Which lines run from the one containing "Target: girl" to the end of the entries below? Retype exactly those, both ends included.

Start of The data

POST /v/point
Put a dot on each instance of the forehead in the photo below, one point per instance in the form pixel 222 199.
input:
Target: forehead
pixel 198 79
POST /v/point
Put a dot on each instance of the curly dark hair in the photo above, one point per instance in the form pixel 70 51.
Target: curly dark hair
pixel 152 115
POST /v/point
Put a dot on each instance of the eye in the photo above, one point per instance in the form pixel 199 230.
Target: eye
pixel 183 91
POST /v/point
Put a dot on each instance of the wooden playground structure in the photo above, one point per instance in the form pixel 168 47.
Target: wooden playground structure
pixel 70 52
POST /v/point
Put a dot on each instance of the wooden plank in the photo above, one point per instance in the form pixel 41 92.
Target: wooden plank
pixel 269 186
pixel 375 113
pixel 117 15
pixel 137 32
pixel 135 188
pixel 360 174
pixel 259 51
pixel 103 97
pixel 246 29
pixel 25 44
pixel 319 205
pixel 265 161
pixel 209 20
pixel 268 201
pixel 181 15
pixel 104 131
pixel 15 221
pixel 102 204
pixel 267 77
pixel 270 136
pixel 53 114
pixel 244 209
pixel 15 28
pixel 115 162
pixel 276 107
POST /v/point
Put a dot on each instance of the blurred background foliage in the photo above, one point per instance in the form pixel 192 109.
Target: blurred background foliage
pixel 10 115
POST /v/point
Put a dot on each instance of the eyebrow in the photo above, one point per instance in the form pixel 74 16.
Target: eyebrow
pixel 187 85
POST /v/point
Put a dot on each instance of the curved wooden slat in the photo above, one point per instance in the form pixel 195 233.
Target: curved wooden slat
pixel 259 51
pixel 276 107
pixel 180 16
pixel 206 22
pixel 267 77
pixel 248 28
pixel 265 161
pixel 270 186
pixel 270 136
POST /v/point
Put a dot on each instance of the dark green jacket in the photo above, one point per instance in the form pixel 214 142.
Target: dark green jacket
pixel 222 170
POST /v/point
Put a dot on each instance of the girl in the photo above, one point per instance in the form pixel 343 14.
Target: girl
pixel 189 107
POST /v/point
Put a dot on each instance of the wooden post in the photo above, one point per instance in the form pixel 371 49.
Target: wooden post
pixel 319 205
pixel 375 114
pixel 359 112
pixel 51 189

End of The data

Exercise answer -
Target: girl
pixel 189 107
POST /v/point
Put a dot on each instance of the wooden post in the photo above, one point per instance in the form pixel 371 49.
Target: wooden post
pixel 319 205
pixel 375 114
pixel 359 112
pixel 51 189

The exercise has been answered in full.